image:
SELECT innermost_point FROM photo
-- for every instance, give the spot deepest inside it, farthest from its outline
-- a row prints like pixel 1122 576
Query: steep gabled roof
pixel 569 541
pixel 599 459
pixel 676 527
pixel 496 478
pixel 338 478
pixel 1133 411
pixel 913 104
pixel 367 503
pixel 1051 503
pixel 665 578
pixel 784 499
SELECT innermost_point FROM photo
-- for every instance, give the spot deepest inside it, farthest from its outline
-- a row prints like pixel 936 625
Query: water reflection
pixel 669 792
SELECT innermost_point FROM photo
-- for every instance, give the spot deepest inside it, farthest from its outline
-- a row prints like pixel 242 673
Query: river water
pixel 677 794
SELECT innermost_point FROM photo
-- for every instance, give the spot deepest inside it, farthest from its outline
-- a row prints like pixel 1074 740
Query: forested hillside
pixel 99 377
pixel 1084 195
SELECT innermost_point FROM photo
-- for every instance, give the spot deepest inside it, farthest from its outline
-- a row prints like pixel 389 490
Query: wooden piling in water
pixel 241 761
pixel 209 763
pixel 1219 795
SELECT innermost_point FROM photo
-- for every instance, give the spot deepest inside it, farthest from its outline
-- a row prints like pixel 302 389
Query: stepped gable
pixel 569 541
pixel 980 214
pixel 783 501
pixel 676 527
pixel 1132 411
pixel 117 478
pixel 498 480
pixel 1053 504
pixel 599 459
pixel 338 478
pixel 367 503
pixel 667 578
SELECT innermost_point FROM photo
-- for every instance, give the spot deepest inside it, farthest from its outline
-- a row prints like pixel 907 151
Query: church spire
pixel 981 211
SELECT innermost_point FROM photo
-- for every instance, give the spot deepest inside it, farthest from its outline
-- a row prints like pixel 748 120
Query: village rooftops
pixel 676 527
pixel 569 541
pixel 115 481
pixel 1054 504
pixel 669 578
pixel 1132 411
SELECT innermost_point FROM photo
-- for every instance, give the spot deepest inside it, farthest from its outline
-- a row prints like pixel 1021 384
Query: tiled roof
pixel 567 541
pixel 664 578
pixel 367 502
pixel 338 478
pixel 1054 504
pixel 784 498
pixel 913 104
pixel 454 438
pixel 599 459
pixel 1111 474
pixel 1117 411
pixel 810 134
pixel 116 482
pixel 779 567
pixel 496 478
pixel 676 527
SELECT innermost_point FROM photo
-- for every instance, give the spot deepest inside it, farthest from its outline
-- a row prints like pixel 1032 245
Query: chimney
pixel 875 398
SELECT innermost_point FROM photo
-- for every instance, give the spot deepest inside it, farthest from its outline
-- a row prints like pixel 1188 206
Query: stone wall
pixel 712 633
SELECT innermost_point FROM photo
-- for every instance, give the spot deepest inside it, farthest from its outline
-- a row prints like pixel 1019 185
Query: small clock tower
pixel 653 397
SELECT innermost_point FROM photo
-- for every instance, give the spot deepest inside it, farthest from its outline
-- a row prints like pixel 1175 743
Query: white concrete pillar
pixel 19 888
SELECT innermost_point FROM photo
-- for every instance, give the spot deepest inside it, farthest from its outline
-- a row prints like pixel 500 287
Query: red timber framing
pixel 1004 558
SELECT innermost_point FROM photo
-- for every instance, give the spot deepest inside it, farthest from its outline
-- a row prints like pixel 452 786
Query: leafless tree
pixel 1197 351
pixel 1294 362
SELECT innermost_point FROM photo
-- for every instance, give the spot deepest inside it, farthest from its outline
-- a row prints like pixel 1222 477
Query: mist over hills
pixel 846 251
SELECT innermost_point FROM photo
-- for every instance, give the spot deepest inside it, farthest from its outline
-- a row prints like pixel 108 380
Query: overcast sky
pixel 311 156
*****
§ GIVEN PROBLEM: Exactly reproduce every line of the data above.

§ EXERCISE ANSWER:
image:
SELECT innermost_point FROM photo
-- for every instance, give the spot deepest inside it, farthest from its outline
-- a row prints like pixel 1122 576
Query: steep gabled roof
pixel 569 541
pixel 599 459
pixel 676 527
pixel 496 478
pixel 338 478
pixel 1133 411
pixel 913 104
pixel 367 503
pixel 1051 503
pixel 665 578
pixel 784 499
SELECT innermost_point FROM photo
-- for every instance, give the spot deepest inside it, farthest from its outline
-- a row prints like pixel 936 625
Query: water reflection
pixel 669 792
SELECT innermost_point FROM photo
-- for every instance, give the spot deepest inside it, farthest from its outline
-- a row prints like pixel 242 673
Query: river water
pixel 677 794
SELECT innermost_point FROM photo
-- for every instance, give the spot deepest inside it, farthest from its outline
-- a row prints like pixel 1074 740
Query: forested hillside
pixel 99 377
pixel 1084 195
SELECT innermost_point FROM photo
-- for every instance, give the spot deepest inside it, farthest from its outline
-- a row prints like pixel 389 490
Query: wooden piling in water
pixel 241 761
pixel 209 763
pixel 1219 795
SELECT innermost_point FROM photo
-- for every instance, give the spot deepest inside it, farthest from its outline
-- a row prints like pixel 302 389
Query: stepped gable
pixel 569 541
pixel 980 214
pixel 783 501
pixel 676 527
pixel 1132 411
pixel 117 478
pixel 498 480
pixel 1053 504
pixel 599 459
pixel 338 478
pixel 367 503
pixel 667 578
SELECT innermost_point FROM photo
-- for every instance, give the spot deepest inside it, farthest from its outline
-- a row prints like pixel 907 151
Query: church spire
pixel 981 211
SELECT innermost_point FROM photo
-- for every instance, give the spot deepest inside it, farthest from its outline
-- a row prints like pixel 748 120
Query: village rooftops
pixel 676 527
pixel 569 541
pixel 115 481
pixel 1054 504
pixel 669 578
pixel 1132 411
SELECT innermost_point FROM photo
-- for every instance, give the spot deepest inside it, farthest from its outline
-- a row prints like pixel 1021 384
Query: tiled roof
pixel 567 541
pixel 664 578
pixel 367 502
pixel 338 478
pixel 1054 504
pixel 784 498
pixel 913 104
pixel 454 438
pixel 599 459
pixel 1111 474
pixel 1117 411
pixel 810 134
pixel 116 482
pixel 779 567
pixel 496 478
pixel 676 527
SELECT innermost_point FROM photo
-- for every instance, give the spot deepest inside it, farthest from its outline
-- a row prints like pixel 1032 245
Query: chimney
pixel 875 398
SELECT innermost_point FROM photo
-- for every instance, give the spot deepest inside it, farthest from its outline
-- a row prints like pixel 1188 206
Query: stone wall
pixel 712 633
SELECT innermost_point FROM photo
-- for every instance, give the spot deepest inside it, farthest from its outline
-- a row prints like pixel 1019 185
Query: small clock tower
pixel 653 397
SELECT innermost_point FROM photo
-- for every instance, give the spot deepest inside it, farthest from its outline
-- a row prints like pixel 1175 743
Query: white concrete pillar
pixel 19 888
SELECT innermost_point FROM photo
-- for every instance, give the spot deepest inside it, farthest from its outline
-- a row prints like pixel 500 287
Query: red timber framing
pixel 1004 558
SELECT innermost_point FROM photo
-- for every instance, give the spot deepest inside it, farthest from its outline
-- a row prints like pixel 452 786
Query: leafless tree
pixel 1197 351
pixel 1294 362
SELECT innermost_point FROM photo
-- for every instance, give the spot deepest inside it, farthest from its outline
-- a row prints like pixel 1222 477
Query: mist over hills
pixel 846 251
SELECT innermost_point FROM photo
-- for every instance, give the spot deepest inside it, farthest from its outline
-- a row prints like pixel 108 380
Query: overcast sky
pixel 311 156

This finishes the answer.